(Pointing and labeling entries)
+-------+

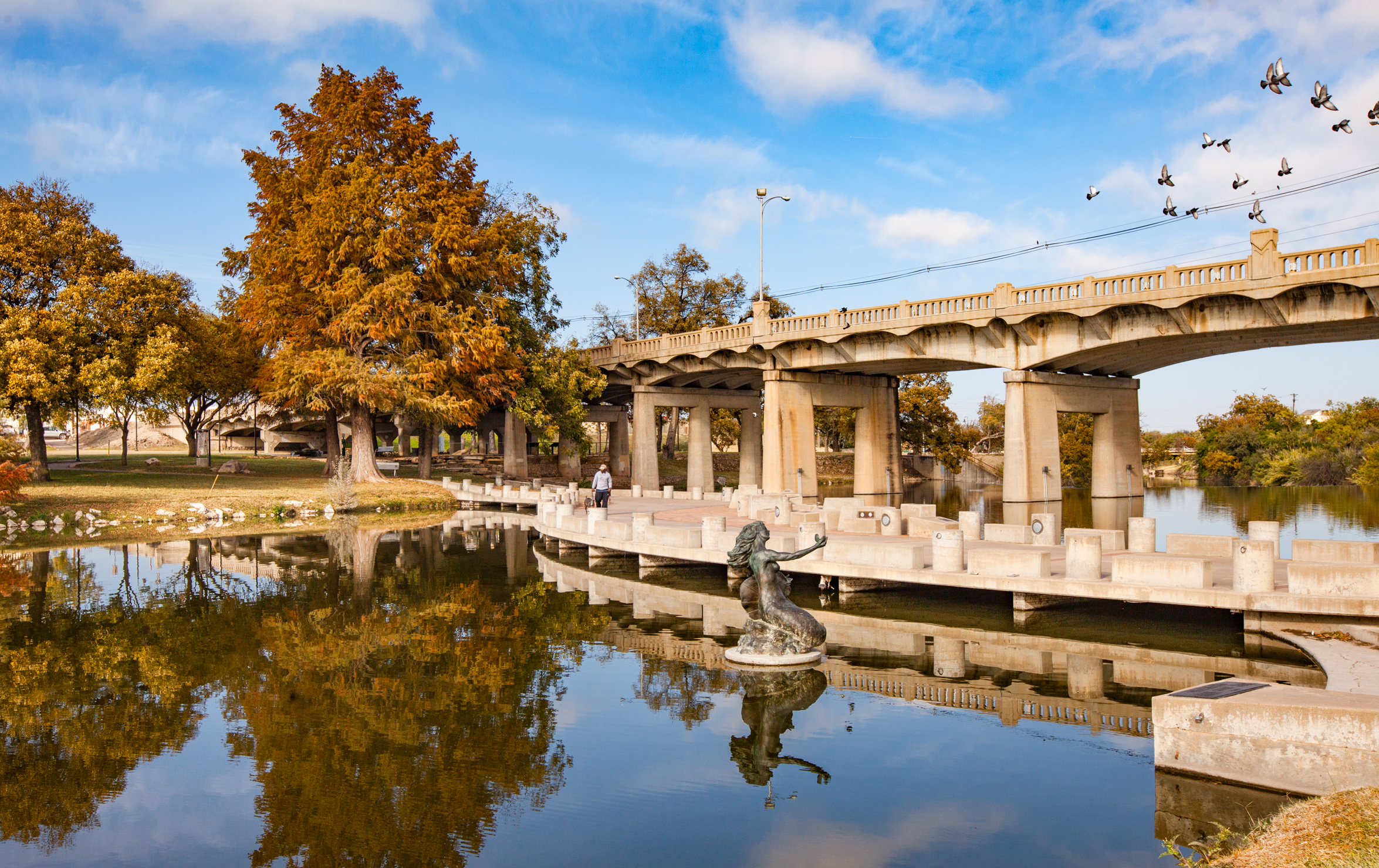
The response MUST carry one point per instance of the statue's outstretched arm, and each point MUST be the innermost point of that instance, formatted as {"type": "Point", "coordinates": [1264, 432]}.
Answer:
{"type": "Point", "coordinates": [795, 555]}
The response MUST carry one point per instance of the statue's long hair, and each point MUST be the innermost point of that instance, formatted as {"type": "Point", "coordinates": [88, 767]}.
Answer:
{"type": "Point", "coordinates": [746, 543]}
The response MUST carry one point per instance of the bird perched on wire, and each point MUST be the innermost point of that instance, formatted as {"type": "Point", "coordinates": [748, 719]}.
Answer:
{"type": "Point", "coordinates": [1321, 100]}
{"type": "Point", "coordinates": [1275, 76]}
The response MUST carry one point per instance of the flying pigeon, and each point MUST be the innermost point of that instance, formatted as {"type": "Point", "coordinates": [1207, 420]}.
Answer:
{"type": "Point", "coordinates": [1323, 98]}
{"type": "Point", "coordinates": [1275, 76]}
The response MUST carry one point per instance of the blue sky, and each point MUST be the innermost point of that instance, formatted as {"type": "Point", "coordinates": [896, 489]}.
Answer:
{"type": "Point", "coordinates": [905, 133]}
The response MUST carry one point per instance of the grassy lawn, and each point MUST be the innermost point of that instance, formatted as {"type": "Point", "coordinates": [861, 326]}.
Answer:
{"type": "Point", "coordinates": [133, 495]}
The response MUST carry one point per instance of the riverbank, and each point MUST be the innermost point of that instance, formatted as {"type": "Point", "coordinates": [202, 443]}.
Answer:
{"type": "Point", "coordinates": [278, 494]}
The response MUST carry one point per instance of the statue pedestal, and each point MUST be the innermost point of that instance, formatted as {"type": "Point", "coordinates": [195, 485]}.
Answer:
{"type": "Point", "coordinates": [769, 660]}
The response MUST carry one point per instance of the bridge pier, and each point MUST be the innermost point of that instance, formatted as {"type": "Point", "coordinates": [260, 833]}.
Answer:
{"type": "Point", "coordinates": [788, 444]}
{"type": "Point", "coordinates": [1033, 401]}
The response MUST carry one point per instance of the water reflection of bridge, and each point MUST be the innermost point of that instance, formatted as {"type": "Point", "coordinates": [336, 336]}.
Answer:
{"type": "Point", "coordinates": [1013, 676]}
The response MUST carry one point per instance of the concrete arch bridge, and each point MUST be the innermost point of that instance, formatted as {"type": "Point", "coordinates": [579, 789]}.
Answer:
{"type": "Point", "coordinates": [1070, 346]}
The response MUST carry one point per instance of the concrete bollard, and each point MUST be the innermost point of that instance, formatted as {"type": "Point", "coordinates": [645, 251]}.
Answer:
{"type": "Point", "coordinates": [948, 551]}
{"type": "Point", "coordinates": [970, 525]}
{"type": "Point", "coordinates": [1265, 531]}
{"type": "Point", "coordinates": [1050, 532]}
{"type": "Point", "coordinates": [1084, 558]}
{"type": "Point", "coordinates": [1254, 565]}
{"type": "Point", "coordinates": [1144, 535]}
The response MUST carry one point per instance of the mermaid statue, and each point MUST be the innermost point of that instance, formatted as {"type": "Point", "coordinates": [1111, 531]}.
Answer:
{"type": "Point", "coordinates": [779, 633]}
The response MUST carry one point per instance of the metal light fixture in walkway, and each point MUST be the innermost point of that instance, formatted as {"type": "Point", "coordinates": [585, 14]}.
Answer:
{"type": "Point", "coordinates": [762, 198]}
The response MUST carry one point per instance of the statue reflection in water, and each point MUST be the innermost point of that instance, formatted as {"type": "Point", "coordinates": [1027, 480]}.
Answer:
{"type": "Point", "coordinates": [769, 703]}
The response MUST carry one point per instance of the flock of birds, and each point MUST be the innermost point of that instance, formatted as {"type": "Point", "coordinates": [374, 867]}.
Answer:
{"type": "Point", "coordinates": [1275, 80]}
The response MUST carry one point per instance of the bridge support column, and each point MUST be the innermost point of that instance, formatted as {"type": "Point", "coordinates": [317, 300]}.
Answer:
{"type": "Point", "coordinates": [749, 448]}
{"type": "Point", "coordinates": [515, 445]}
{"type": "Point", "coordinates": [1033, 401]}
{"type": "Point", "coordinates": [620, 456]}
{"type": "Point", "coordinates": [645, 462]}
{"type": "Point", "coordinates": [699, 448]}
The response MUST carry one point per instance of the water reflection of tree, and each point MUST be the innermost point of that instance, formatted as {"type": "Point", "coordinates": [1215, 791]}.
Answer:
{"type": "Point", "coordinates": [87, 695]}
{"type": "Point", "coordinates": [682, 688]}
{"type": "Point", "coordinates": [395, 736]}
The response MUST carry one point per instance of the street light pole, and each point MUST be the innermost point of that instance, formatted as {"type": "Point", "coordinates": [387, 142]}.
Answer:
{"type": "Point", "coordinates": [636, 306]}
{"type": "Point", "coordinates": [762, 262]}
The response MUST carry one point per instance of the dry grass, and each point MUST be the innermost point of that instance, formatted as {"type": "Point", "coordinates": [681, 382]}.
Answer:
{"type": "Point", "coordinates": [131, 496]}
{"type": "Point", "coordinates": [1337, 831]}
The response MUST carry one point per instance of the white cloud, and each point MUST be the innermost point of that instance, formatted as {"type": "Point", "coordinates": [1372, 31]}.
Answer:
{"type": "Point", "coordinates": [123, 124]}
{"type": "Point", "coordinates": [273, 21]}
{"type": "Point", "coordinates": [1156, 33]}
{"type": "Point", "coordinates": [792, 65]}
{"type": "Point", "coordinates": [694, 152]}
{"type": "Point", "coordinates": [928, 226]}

+-------+

§ **EXERCISE DIRECTIONS**
Retype the records word for word, starting at the line that contains "of tree, and" and ending at the final line of the records.

§ **WRITTEN SOLUTION**
The response MUST carry one point per instance of the water reflection of tree, and each point MUST be the innermost point of that instance, formatted as {"type": "Point", "coordinates": [1215, 791]}.
Answer:
{"type": "Point", "coordinates": [87, 695]}
{"type": "Point", "coordinates": [682, 688]}
{"type": "Point", "coordinates": [395, 736]}
The response MUST carry one point per instance of the street light pole, and each point MUST be the innermost point of that instance, formatted as {"type": "Point", "coordinates": [387, 142]}.
Answer:
{"type": "Point", "coordinates": [636, 306]}
{"type": "Point", "coordinates": [762, 262]}
The response MUST carry one point per instance of the dry grass, and each point MUST be the innermost point of that instance, formatted as {"type": "Point", "coordinates": [681, 382]}.
Answer:
{"type": "Point", "coordinates": [131, 496]}
{"type": "Point", "coordinates": [1337, 831]}
The response MUST carry one point per instance of the white cloud, and each point MUST be the innermost point of that instance, formatted as {"type": "Point", "coordinates": [1372, 31]}.
Answer:
{"type": "Point", "coordinates": [123, 124]}
{"type": "Point", "coordinates": [273, 21]}
{"type": "Point", "coordinates": [1156, 33]}
{"type": "Point", "coordinates": [792, 65]}
{"type": "Point", "coordinates": [694, 152]}
{"type": "Point", "coordinates": [928, 226]}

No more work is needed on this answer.